▶ _GIVEN PROBLEM_: Repeat precisely, and only, the lines between the line containing "For every instance of the green shorts" and the end of the listing below, both ends included.

— start of EXERCISE MATERIAL —

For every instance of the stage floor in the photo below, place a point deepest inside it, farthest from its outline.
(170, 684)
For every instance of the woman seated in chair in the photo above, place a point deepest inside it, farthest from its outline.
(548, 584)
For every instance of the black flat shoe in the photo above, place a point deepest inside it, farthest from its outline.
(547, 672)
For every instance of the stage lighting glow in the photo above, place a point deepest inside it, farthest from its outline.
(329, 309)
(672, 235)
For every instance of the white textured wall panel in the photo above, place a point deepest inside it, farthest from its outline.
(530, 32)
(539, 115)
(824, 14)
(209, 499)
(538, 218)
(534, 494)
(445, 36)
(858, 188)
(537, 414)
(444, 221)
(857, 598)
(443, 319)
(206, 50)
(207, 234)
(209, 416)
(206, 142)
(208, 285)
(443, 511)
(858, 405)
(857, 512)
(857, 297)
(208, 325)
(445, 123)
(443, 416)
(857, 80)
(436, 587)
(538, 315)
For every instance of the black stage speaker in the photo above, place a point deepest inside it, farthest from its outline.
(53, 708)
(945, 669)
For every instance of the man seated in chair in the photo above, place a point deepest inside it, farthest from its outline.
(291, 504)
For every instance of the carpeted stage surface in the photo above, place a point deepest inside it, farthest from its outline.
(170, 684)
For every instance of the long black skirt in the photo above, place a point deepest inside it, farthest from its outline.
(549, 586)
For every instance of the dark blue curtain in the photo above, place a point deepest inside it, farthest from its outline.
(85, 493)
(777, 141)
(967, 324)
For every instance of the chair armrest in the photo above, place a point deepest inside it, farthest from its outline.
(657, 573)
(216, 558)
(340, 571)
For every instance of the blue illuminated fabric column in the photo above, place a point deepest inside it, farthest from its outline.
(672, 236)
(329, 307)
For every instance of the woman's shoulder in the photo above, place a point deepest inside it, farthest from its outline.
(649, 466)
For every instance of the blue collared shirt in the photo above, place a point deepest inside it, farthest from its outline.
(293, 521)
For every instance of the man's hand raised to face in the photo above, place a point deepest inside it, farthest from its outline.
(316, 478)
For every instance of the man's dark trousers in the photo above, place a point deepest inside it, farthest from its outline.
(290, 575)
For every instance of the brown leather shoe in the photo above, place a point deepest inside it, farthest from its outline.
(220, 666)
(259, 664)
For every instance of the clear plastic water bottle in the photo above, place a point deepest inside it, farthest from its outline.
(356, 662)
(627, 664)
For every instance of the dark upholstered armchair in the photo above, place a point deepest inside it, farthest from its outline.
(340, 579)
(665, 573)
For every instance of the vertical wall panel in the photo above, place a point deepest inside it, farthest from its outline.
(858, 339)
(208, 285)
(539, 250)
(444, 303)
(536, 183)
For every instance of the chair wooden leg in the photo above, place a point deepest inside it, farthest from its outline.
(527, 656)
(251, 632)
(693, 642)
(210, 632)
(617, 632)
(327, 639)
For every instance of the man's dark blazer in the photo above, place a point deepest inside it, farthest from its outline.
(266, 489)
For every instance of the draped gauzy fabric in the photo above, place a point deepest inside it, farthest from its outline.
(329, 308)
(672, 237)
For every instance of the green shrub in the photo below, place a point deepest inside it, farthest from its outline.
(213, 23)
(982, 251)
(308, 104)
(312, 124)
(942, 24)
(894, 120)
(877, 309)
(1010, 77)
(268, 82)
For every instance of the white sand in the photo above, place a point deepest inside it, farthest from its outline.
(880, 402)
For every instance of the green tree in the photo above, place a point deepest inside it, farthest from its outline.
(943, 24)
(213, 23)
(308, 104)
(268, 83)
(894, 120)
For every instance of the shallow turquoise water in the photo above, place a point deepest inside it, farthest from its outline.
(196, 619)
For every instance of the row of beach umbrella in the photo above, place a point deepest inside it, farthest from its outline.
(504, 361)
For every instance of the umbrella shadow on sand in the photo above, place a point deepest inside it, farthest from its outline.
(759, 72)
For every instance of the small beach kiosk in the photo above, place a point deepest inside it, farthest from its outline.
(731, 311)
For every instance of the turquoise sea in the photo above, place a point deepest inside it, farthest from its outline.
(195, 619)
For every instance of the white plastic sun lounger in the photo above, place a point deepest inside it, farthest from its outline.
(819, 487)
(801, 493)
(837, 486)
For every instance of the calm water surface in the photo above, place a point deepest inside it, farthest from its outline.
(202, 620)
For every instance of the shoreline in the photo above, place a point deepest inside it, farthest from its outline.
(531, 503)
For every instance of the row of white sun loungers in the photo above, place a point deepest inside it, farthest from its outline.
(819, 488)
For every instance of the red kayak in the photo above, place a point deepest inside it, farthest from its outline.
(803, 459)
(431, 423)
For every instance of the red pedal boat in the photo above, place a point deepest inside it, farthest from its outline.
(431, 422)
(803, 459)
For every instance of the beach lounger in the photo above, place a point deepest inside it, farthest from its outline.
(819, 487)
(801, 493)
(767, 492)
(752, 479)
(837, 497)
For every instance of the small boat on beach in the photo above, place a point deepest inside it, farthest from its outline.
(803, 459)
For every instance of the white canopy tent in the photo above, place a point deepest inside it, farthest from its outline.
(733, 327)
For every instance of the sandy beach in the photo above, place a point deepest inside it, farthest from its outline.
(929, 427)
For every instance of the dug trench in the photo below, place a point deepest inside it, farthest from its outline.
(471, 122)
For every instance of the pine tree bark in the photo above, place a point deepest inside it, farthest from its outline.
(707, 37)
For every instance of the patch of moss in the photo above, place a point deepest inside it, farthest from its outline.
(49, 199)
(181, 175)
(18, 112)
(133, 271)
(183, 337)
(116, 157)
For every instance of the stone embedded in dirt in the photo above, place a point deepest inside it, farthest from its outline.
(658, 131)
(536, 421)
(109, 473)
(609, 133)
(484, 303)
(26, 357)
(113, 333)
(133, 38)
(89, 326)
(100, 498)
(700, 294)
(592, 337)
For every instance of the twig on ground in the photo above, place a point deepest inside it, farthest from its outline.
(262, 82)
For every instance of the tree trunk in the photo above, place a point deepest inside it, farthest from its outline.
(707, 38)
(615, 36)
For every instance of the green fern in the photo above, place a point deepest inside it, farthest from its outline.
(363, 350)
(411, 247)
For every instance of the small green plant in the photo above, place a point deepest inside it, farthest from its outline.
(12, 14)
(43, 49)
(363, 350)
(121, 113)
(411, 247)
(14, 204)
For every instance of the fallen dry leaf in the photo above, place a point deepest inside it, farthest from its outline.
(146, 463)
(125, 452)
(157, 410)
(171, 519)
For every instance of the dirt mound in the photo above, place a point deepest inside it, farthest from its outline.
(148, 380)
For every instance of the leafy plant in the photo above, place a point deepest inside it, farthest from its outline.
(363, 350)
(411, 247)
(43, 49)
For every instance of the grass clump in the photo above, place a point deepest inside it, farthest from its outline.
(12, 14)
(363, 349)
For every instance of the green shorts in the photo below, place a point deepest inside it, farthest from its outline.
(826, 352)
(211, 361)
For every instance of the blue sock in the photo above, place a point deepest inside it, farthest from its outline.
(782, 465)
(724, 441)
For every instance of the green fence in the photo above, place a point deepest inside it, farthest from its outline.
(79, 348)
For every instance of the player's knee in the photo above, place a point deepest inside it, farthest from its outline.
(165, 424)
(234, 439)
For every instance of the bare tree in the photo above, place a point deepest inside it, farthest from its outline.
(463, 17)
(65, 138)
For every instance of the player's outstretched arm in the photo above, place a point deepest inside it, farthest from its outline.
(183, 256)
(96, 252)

— end of EXERCISE MATERIAL —

▶ _IN RESPONSE_:
For every instance of the green shorts in the photo below, place a point deepest inside it, farthest from its outline.
(826, 352)
(211, 361)
For every instance of the blue sock in the photo above, place a point deepest inside it, farthest from its outline.
(782, 465)
(724, 441)
For every instance of the green fence in the photo above, place a point deepest inside it, farthest from its outline.
(79, 348)
For every instance of the player's knee in the photo above, place a point deepest inside it, farthest from its outline.
(165, 424)
(234, 439)
For every instance of the bare tree in the photo above, place a point deepest inside it, farthest from its outline.
(463, 17)
(65, 138)
For every instance of the player's outstretched arm in the photo above, place a point deepest inside it, farthest from its outline.
(183, 256)
(96, 252)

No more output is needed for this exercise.